Excerpts from a dataset
==*==
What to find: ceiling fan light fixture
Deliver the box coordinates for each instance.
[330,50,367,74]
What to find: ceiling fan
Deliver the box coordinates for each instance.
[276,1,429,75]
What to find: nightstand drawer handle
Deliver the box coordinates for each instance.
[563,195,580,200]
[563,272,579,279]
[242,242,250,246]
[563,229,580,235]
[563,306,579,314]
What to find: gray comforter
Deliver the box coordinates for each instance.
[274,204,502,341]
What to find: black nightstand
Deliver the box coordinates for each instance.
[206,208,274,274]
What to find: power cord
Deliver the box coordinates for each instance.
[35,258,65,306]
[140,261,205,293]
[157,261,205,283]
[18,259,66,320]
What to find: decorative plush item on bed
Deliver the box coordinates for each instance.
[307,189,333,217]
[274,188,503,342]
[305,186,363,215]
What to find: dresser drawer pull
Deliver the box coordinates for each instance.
==*==
REQUIRED ACTION: Write out every line of the data again, exactly as it reads.

TASK RESPONSE:
What to find: ceiling fan light fixture
Deliver the box coordinates for each instance.
[330,50,367,74]
What to find: ceiling fan
Deliver the box coordinates for each instance.
[276,1,429,75]
What to find: nightstand drawer handle
Deliver the box coordinates for each instance.
[563,195,580,200]
[563,272,579,279]
[242,242,250,246]
[563,229,580,235]
[563,306,579,314]
What to find: gray comforter
Deliver the box coordinates for each instance.
[274,204,502,341]
What to find: black nightstand
Deliver the box coordinates for each instance.
[206,208,274,274]
What to find: power cord
Deliver the box coordinates for each instance.
[35,258,65,306]
[140,261,205,293]
[157,261,205,283]
[18,259,66,320]
What to find: decorative plush item on bed
Deliver the box coordinates for each instance.
[307,189,333,217]
[274,188,503,342]
[305,186,363,215]
What to find: dresser drawer pull
Deliver the box coordinates for each instance.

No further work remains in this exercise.